┌─ DATA PROVIDED

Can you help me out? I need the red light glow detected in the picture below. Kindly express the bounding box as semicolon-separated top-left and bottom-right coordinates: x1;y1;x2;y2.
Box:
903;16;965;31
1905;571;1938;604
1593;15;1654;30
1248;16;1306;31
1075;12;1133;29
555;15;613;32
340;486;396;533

└─
┌─ DATA PROVIDED

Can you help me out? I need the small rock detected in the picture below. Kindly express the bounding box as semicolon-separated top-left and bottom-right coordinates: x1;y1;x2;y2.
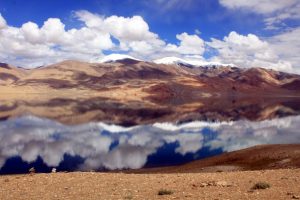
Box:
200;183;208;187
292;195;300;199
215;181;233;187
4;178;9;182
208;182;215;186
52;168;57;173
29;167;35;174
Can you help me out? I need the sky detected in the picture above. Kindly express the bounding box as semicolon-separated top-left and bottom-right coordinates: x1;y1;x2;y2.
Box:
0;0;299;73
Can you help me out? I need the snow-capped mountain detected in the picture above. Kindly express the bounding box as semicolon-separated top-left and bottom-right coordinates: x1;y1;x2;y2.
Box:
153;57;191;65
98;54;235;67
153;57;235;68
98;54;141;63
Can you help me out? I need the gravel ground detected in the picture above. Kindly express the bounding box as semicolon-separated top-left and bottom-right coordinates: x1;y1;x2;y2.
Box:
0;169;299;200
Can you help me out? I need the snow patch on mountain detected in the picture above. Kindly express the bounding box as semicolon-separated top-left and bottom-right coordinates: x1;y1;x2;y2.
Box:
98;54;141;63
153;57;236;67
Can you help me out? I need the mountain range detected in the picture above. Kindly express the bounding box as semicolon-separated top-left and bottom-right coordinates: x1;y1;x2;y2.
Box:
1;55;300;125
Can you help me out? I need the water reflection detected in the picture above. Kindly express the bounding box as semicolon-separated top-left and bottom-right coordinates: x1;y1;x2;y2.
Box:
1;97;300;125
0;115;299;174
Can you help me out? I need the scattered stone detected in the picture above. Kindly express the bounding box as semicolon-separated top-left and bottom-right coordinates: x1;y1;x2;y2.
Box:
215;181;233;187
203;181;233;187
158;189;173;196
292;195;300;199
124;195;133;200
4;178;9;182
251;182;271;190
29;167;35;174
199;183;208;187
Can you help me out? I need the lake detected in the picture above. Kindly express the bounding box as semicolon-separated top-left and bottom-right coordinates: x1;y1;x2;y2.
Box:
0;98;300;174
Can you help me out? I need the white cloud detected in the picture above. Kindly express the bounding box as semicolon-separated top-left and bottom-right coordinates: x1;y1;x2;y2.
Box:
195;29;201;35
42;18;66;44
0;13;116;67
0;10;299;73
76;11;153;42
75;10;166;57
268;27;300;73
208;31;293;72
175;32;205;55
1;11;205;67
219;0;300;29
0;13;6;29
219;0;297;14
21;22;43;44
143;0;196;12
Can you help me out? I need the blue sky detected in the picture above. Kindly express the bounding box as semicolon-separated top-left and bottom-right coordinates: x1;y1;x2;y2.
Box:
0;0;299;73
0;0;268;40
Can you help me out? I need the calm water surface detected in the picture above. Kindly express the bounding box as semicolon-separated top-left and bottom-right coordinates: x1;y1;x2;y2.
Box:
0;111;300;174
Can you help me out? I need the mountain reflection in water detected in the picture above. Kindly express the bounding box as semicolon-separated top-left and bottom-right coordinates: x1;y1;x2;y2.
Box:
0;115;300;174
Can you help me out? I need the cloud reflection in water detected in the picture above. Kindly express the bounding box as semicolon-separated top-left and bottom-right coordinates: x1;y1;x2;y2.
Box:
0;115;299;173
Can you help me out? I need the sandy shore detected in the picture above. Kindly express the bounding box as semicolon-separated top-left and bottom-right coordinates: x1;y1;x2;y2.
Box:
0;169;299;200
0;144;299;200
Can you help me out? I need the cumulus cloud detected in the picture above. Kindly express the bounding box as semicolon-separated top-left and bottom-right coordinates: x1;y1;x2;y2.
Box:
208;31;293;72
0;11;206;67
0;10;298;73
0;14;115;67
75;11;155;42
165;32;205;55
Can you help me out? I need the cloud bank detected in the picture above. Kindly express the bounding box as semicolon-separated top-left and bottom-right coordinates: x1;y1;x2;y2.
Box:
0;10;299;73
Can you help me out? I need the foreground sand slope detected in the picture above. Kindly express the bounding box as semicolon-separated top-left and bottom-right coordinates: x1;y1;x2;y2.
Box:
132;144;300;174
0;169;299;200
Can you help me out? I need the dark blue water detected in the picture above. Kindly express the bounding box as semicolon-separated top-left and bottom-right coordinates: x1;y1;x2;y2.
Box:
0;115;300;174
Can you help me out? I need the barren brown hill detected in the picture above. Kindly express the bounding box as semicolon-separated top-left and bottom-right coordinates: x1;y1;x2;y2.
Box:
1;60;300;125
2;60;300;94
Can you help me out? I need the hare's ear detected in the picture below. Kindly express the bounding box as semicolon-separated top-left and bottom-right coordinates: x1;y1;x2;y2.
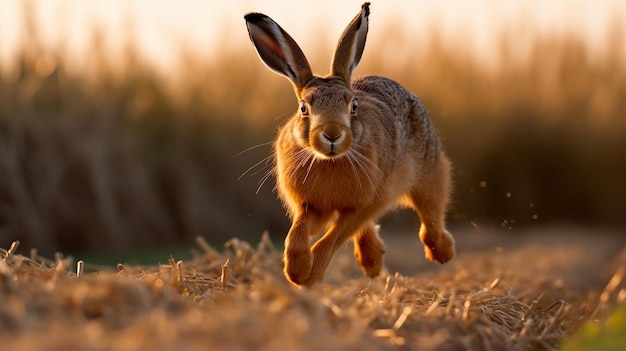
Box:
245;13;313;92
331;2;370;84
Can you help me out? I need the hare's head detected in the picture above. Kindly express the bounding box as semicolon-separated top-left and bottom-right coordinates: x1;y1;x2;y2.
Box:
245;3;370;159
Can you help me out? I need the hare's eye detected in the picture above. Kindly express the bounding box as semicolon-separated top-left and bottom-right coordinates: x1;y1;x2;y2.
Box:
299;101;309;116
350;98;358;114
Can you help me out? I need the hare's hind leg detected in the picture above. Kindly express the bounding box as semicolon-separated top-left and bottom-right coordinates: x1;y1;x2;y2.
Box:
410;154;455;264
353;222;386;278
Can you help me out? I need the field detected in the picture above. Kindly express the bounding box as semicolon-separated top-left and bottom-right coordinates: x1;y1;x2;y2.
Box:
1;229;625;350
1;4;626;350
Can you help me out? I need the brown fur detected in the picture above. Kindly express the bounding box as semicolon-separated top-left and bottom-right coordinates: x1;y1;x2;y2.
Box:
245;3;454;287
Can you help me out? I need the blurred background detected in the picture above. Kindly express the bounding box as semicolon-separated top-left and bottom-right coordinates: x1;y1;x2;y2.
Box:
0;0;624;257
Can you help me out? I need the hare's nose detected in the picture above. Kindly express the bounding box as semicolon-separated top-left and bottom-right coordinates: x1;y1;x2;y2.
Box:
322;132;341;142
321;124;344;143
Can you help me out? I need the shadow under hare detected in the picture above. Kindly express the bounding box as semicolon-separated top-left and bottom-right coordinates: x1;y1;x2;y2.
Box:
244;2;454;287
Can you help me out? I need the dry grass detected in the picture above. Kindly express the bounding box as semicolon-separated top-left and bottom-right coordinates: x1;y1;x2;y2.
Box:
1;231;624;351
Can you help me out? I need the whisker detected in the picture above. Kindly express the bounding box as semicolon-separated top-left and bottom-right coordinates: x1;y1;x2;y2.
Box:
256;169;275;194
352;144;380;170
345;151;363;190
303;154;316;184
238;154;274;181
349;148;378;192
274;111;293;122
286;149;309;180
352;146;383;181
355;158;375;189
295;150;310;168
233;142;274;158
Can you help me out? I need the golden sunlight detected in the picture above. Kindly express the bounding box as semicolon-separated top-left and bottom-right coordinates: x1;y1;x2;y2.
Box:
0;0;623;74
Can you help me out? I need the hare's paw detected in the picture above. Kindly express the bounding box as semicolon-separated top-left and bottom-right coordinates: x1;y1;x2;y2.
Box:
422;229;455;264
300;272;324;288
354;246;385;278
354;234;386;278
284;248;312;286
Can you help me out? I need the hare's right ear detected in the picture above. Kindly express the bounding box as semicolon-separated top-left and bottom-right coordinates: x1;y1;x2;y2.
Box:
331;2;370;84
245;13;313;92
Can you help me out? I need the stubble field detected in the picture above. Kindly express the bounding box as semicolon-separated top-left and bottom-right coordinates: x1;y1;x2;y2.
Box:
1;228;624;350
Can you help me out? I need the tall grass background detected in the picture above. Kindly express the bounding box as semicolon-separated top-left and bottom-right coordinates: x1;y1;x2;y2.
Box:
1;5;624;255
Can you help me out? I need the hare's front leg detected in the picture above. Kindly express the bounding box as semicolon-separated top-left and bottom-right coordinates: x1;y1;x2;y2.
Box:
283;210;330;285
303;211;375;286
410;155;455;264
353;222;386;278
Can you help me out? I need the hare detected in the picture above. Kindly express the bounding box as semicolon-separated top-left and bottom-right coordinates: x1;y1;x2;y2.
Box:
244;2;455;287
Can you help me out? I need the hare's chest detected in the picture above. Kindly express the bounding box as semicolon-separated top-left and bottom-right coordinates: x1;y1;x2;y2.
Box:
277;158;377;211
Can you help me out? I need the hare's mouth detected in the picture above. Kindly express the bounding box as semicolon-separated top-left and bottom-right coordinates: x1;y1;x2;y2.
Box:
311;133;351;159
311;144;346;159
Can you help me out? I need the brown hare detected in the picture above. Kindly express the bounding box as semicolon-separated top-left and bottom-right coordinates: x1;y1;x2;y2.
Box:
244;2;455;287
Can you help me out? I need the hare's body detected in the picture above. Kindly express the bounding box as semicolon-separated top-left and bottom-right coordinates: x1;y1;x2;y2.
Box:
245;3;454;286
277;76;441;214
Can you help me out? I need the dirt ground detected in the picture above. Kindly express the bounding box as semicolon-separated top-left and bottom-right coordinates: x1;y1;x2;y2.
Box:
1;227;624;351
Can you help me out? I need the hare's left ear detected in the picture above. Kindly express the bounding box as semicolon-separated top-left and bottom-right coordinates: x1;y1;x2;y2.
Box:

└─
┌─ DATA PROVIDED

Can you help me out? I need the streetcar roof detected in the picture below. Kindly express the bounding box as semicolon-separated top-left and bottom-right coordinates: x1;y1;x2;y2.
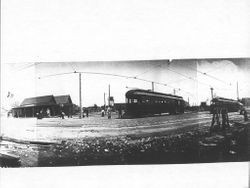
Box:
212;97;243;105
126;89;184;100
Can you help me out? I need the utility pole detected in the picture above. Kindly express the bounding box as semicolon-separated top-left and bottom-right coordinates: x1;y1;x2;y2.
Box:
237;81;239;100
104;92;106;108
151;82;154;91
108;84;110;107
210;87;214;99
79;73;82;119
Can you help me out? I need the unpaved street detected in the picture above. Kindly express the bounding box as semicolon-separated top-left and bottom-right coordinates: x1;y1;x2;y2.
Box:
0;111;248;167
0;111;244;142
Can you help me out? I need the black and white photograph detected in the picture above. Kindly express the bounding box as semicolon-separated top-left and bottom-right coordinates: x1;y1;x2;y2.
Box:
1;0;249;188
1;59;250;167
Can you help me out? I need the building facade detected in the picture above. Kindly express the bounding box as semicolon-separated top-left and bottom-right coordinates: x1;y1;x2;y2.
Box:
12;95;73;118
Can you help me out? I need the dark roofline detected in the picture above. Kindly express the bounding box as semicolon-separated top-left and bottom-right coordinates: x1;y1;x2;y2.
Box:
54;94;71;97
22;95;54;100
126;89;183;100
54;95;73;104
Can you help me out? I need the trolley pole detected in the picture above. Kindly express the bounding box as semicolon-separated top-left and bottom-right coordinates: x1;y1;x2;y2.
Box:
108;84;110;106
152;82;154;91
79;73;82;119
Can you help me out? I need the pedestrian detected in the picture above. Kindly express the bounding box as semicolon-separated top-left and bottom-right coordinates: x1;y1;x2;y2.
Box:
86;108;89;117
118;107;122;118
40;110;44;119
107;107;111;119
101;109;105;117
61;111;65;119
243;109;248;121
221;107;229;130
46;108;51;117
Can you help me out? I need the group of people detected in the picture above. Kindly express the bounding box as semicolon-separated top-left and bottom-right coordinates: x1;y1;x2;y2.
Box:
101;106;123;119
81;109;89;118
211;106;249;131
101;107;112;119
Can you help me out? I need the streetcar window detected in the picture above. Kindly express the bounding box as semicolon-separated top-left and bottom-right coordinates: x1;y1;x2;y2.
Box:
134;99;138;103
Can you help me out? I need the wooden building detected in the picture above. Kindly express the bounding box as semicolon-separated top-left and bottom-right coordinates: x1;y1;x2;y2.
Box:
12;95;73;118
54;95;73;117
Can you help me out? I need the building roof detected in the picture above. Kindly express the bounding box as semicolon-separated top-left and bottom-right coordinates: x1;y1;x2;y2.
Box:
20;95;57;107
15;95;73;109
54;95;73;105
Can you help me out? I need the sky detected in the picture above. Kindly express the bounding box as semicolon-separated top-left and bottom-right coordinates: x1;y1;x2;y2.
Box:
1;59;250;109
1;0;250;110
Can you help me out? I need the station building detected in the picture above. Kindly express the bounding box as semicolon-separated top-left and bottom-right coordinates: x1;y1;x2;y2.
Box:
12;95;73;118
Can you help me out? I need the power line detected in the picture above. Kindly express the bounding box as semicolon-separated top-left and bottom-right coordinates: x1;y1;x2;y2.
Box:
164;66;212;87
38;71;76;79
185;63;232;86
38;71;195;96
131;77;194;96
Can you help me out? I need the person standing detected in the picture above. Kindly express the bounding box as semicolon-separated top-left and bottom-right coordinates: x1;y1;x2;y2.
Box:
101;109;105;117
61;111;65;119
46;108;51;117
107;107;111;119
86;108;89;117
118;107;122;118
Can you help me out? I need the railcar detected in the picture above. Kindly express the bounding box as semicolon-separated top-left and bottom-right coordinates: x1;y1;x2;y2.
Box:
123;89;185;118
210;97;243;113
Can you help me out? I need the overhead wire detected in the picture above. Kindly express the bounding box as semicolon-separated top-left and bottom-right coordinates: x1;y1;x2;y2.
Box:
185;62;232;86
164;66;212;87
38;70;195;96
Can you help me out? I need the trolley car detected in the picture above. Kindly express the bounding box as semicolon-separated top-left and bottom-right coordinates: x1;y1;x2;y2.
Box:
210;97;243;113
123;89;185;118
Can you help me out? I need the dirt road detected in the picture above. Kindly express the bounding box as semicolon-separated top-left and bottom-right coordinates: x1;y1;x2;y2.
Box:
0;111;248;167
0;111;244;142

└─

WHAT YOU HAVE TO DO: Lines with "background" in them: work out how many there are in the listing and give the figure alone.

SOLUTION: 2